[start]

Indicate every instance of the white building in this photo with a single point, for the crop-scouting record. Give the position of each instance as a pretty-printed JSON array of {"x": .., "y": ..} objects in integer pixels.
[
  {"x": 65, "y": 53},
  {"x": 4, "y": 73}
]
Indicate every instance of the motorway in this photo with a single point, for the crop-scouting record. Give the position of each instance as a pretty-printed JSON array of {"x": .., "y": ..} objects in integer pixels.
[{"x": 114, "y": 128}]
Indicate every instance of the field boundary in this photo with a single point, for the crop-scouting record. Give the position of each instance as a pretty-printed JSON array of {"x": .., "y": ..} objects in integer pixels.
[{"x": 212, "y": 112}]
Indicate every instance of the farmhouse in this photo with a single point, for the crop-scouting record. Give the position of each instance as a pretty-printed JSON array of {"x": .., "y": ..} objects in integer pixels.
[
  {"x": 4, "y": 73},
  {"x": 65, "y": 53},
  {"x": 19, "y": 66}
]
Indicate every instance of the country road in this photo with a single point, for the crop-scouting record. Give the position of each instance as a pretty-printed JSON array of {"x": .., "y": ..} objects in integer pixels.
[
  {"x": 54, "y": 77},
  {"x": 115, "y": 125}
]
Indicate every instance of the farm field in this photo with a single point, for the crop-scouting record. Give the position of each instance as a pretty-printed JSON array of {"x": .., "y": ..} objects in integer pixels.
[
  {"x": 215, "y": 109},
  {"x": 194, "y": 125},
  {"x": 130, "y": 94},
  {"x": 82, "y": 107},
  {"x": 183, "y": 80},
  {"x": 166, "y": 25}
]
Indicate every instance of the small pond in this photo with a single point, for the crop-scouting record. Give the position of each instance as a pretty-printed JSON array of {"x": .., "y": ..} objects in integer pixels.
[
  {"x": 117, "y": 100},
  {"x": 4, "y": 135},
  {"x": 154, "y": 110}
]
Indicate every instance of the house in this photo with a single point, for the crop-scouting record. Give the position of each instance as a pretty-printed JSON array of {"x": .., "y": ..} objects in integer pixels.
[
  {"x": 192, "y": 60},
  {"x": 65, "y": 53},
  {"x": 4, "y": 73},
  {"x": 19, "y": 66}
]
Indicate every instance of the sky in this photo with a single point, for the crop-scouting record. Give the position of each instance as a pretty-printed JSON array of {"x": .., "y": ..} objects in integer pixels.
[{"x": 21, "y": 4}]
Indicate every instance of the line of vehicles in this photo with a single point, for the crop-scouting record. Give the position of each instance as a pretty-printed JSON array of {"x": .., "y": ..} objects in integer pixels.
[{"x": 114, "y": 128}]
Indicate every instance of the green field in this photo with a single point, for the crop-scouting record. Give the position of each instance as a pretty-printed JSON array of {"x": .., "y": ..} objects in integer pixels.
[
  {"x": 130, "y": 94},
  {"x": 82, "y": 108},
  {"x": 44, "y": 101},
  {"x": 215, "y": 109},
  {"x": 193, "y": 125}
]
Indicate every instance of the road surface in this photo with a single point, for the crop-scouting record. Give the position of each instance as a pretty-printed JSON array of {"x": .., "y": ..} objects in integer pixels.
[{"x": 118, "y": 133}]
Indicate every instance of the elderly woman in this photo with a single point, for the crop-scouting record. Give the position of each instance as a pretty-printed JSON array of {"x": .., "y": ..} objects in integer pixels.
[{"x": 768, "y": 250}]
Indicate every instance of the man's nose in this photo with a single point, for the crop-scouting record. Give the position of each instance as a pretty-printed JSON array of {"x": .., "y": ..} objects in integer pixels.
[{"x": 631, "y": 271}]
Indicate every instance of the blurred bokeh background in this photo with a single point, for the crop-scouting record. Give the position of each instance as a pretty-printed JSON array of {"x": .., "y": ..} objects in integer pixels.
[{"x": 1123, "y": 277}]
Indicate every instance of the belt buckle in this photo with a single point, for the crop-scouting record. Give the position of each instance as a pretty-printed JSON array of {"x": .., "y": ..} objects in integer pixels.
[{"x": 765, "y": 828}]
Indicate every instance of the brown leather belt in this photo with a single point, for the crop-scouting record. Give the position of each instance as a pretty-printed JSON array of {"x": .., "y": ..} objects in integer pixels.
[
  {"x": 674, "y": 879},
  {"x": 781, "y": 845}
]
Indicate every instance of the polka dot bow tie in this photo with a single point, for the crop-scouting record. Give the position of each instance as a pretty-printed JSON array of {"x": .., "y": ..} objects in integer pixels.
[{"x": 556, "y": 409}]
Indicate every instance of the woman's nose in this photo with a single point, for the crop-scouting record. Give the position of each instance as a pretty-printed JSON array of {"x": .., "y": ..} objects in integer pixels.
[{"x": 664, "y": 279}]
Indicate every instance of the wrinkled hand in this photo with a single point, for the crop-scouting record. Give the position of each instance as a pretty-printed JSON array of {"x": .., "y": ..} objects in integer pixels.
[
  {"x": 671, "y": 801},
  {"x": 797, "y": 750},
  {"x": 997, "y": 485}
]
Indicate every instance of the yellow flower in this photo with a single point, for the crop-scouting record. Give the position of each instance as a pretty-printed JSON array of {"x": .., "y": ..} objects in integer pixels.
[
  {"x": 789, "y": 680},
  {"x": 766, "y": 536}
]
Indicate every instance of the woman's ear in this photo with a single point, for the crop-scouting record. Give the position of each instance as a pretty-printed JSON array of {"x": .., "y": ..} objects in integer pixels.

[end]

▸ Exercise aim: Reproduce every record, matching each line exactly.

▸ Solution to this exercise:
Indicate every instance of the white building in this photo with a single point, for the crop-scouting record. Give the position of each instance as a pretty-printed JSON array of {"x": .., "y": ..} objects in integer pixels.
[
  {"x": 65, "y": 53},
  {"x": 4, "y": 73}
]
Indicate every instance of the motorway in this photo with a single point, for the crop-scouting record. Give the position of each instance as a pretty-printed JSON array of {"x": .., "y": ..} objects in integer pixels.
[{"x": 114, "y": 128}]
Indicate every instance of the field boundary in this photo with a single point, for the crop-scouting record. Give the position of each instance as a pretty-printed JSON array of {"x": .., "y": ..} objects in integer pixels.
[{"x": 212, "y": 112}]
Indicate every instance of the farmhouse in this photo with a single point, for the crop-scouting record. Give the position of each instance as a pretty-printed JSON array of {"x": .., "y": ..} objects in integer pixels.
[
  {"x": 4, "y": 73},
  {"x": 65, "y": 53},
  {"x": 19, "y": 66}
]
Indicate every instance of the country road in this photo with a single point, for the crop-scouting record. Give the position of each instance as a pretty-printed JSON array of {"x": .., "y": ..} objects in integer pixels.
[
  {"x": 54, "y": 77},
  {"x": 115, "y": 125}
]
Indicate every instance of the farm field in this photo with a single point, for the crop-scouting record. Give the position of each instance as a pretty-printed JSON array of {"x": .., "y": ..} objects in integer pixels.
[
  {"x": 215, "y": 109},
  {"x": 194, "y": 125},
  {"x": 130, "y": 94},
  {"x": 82, "y": 107},
  {"x": 183, "y": 80},
  {"x": 166, "y": 25}
]
Indicate every instance of the small pond in this photo with a single point, for the crop-scouting record. Give the position of each instance as a pretty-printed JSON array of {"x": .., "y": ..} objects in integer pixels.
[
  {"x": 117, "y": 100},
  {"x": 4, "y": 135},
  {"x": 154, "y": 110}
]
Indicate every instance of the house in this photo with a single point, for the crop-scouting record. Give the position of each instance as a pretty-printed JSON array of {"x": .., "y": ..} objects in integer pixels.
[
  {"x": 192, "y": 60},
  {"x": 65, "y": 53},
  {"x": 4, "y": 73},
  {"x": 19, "y": 66}
]
Indicate every instance of the sky in this photo with a single point, for the crop-scouting record. Give the position of each instance as a pretty-printed JSON array of {"x": .., "y": ..} objects in integer pixels.
[{"x": 21, "y": 4}]
Indicate every instance of the line of vehicles in this photo with a single point, for the crop-scouting record. Give the position of each instance as a pretty-printed JSON array of {"x": .., "y": ..} objects in integer pixels.
[{"x": 114, "y": 128}]
Indicate every instance of the green field in this photo with a single point, for the crop-scouting record. Give the position of each instance as a pretty-printed JSON array of {"x": .., "y": ..} objects in integer pixels.
[
  {"x": 130, "y": 94},
  {"x": 82, "y": 108},
  {"x": 44, "y": 101},
  {"x": 215, "y": 109},
  {"x": 193, "y": 125}
]
Indicate every instance of the road surface in this photo with a single point, for the crop-scouting record. Give the position of each instance as a pretty-printed JSON array of {"x": .., "y": ..} objects in integer pixels.
[{"x": 118, "y": 133}]
Indicate every instance of the elderly woman in this photo with a single point, for the crop-scouting record. Give the position of each instance as a pretty-printed JSON array of {"x": .., "y": ..} objects in integer pixels.
[{"x": 768, "y": 250}]
Indicate every instance of the man's nose in this photo with a single point, for the crop-scouting record. Give the position of each instance as a pretty-printed JSON array of {"x": .., "y": ..} objects in integer pixels.
[{"x": 631, "y": 271}]
Indicate every instance of the blurred bokeh background in this photo with a single point, for the crop-scouting record. Give the position of each instance as a pretty-printed JSON array of {"x": .., "y": ..} objects in integer pixels.
[{"x": 1123, "y": 277}]
Indicate every instance of the belt buckle in this photo with a single point, for the crop-scouting record. Give the position of each instance as a pretty-printed JSON array of {"x": .., "y": ..} objects in integer pixels.
[{"x": 765, "y": 828}]
Indicate every instance of the brown leather belt in this photo with a single point, for the crop-scouting record. Give the position of each instance as a pretty-printed JSON array of {"x": .., "y": ..} objects in integer pixels.
[
  {"x": 674, "y": 879},
  {"x": 781, "y": 845}
]
Indicate every instance of the polka dot bow tie in this photo with a single point, for the crop-scouting record. Give the position of each instance as a pretty-printed JSON array of {"x": .., "y": ..} objects in integer pixels.
[{"x": 556, "y": 409}]
Indicate every instance of the woman's nose in this photo with a single point, for the crop-scouting record. Give the position of each instance as a pretty-printed JSON array of {"x": .., "y": ..} objects in integer pixels.
[{"x": 664, "y": 279}]
Indicate every instance of the wrinkled hand in this photo with a single point, for the crop-scouting record. Give the position of each instance as a pretty-printed JSON array of {"x": .., "y": ..} objects in integer pixels.
[
  {"x": 671, "y": 801},
  {"x": 797, "y": 750},
  {"x": 997, "y": 485}
]
Indicate every instance of the yellow flower in this photo with a single point, for the crop-scouting record. Give the position of each instance as a pretty-printed JSON array of {"x": .., "y": ..} objects in integer pixels.
[
  {"x": 789, "y": 680},
  {"x": 766, "y": 536}
]
Indicate every instance of the woman's ear in this photo with a single point, for the crop-scouting record. Give the position of each instance as a pretty-printed JSON array of {"x": .., "y": ..} objects in integer pixels.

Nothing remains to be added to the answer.